What the task asks: Write out each of the rows below word for word, keeping every line unchanged.

Lines of data:
>>>

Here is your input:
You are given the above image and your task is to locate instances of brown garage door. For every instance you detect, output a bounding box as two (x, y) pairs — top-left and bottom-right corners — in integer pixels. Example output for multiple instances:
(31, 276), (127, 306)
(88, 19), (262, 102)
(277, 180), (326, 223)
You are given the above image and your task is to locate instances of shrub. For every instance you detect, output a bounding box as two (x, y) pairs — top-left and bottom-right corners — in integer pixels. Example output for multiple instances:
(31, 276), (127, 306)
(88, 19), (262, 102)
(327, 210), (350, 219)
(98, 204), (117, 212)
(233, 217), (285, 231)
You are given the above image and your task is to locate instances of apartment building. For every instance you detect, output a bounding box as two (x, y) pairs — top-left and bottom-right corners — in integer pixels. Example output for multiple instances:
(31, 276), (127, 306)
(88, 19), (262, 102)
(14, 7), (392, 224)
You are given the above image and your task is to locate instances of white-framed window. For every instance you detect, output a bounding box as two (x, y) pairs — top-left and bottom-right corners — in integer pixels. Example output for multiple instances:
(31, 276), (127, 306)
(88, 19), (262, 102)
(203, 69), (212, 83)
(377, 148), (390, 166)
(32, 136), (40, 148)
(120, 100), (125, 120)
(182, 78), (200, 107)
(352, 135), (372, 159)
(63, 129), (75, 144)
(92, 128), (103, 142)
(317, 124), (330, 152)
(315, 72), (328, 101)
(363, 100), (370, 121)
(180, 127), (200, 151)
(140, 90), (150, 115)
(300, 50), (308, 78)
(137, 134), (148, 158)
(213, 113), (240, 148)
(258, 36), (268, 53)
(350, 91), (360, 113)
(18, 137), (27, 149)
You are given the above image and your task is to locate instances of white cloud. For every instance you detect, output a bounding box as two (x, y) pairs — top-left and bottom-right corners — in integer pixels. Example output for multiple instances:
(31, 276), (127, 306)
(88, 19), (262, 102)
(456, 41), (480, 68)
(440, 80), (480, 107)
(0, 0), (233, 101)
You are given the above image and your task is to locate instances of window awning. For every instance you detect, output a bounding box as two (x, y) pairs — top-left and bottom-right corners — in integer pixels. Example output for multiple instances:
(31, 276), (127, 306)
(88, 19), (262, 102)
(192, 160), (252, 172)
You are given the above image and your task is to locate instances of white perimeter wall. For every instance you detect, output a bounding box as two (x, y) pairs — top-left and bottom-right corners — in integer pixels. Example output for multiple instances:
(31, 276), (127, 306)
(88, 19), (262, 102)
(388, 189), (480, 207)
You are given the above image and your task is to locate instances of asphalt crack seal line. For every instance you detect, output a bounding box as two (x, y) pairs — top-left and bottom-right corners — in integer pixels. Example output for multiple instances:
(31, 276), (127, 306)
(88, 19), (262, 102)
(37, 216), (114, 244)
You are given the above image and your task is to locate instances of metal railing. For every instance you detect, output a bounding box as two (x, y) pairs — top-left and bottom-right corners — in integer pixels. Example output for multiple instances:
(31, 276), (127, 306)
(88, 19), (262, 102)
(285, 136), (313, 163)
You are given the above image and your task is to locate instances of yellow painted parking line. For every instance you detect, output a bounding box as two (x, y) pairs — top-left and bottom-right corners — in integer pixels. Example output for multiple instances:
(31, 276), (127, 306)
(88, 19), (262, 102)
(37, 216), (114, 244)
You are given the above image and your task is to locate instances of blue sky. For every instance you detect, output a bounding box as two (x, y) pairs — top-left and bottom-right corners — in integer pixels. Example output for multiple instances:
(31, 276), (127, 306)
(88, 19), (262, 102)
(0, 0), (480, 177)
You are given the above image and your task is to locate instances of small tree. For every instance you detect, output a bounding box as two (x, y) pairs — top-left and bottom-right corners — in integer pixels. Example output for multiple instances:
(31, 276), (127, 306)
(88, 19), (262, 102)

<<<

Task answer:
Here is your input:
You are given the above image and your task is to locate instances of brown garage door. For every instance you detect, output a bounding box as two (x, y) pairs — top-left and bottom-right corners — in integer pixels. Example output for multiple instances:
(31, 276), (127, 306)
(88, 19), (262, 102)
(277, 180), (326, 223)
You are given the above image and your task is to locate instances of shrub. For every instance you detect, output a bounding box as two (x, y) pairs — top-left and bottom-right corners — in integer pixels. Example output for multiple instances:
(31, 276), (127, 306)
(88, 19), (262, 102)
(327, 210), (350, 219)
(98, 204), (117, 212)
(233, 217), (285, 231)
You are given the above image and your task is to locate instances of apartment building. For every instance you detect, output a bounding box as two (x, y) pairs — top-left and bottom-right corners — in integer pixels. Example output for multiple instances:
(31, 276), (127, 306)
(88, 19), (262, 102)
(14, 7), (392, 224)
You are given the above image and your task is to locate instances of white-framed window. For every instance you detect, output a bounding box as two (x, y) pairs — top-left and bottom-right corners — in integer pixels. Example output for multiple instances:
(31, 276), (127, 306)
(88, 19), (262, 102)
(203, 69), (212, 83)
(377, 148), (390, 166)
(32, 136), (40, 148)
(120, 100), (125, 120)
(182, 78), (200, 107)
(352, 135), (372, 159)
(63, 129), (75, 144)
(92, 128), (103, 142)
(317, 124), (330, 152)
(315, 72), (328, 101)
(363, 100), (370, 121)
(180, 127), (200, 151)
(140, 90), (150, 115)
(300, 50), (308, 78)
(137, 134), (148, 158)
(213, 113), (240, 148)
(258, 36), (268, 53)
(350, 91), (360, 113)
(18, 137), (27, 149)
You are given the above image and your task is to locate instances of white cloud. For every instance you detect, output a bounding box as two (x, y) pairs — top-left and bottom-right corners — in integer pixels. Example output for multiple instances:
(31, 276), (127, 306)
(88, 19), (262, 102)
(456, 41), (480, 68)
(440, 80), (480, 107)
(0, 0), (233, 101)
You are given the above image and your task is to locate instances of window awning. For every instance you detect, output a bounding box as two (x, y) pairs — top-left and bottom-right corners — in integer pixels. Example output for multiple instances:
(31, 276), (127, 306)
(88, 19), (262, 102)
(192, 160), (252, 172)
You are given the above image and your task is to locate instances of white perimeter wall. For every instance you detect, output a bounding box as two (x, y) pairs — top-left and bottom-right corners — in integer pixels. Example output for multiple instances:
(31, 276), (127, 306)
(88, 19), (262, 102)
(388, 189), (480, 207)
You are given the above image and your task is to locate instances of asphalt crack seal line. For every instance you detect, output a bounding box as two (x, y) pairs — top-left and bottom-right corners — in integer pixels. Example output for multiple instances:
(31, 276), (127, 306)
(88, 19), (262, 102)
(37, 216), (114, 244)
You are given the above image and your task is to locate instances of metal railing. For every instance you detect, output a bounding box as two (x, y) pairs — top-left and bottom-right corners — in integer pixels. Example output for multiple instances:
(31, 276), (127, 306)
(88, 19), (262, 102)
(285, 136), (313, 163)
You are given the above image and your task is to locate instances of yellow painted parking line. For every instance you detect, output a bounding box as two (x, y) pairs — top-left and bottom-right corners — in integer pixels. Example output for multiple instances:
(31, 276), (127, 306)
(88, 19), (262, 102)
(37, 216), (114, 244)
You are given the above image and your task is to locate instances of blue sky. For every instance you detect, output a bounding box as two (x, y) pairs — top-left and bottom-right corners — in integer pixels. Example output for multiple instances:
(31, 276), (127, 306)
(88, 19), (262, 102)
(0, 0), (480, 177)
You are given the above image and your task is to locate instances of small tree. For every instance you detect, output a bounding box as two (x, y) pairs — top-left and bottom-right corners — in integer pixels. Example output for multiple instances:
(31, 276), (127, 306)
(88, 19), (262, 102)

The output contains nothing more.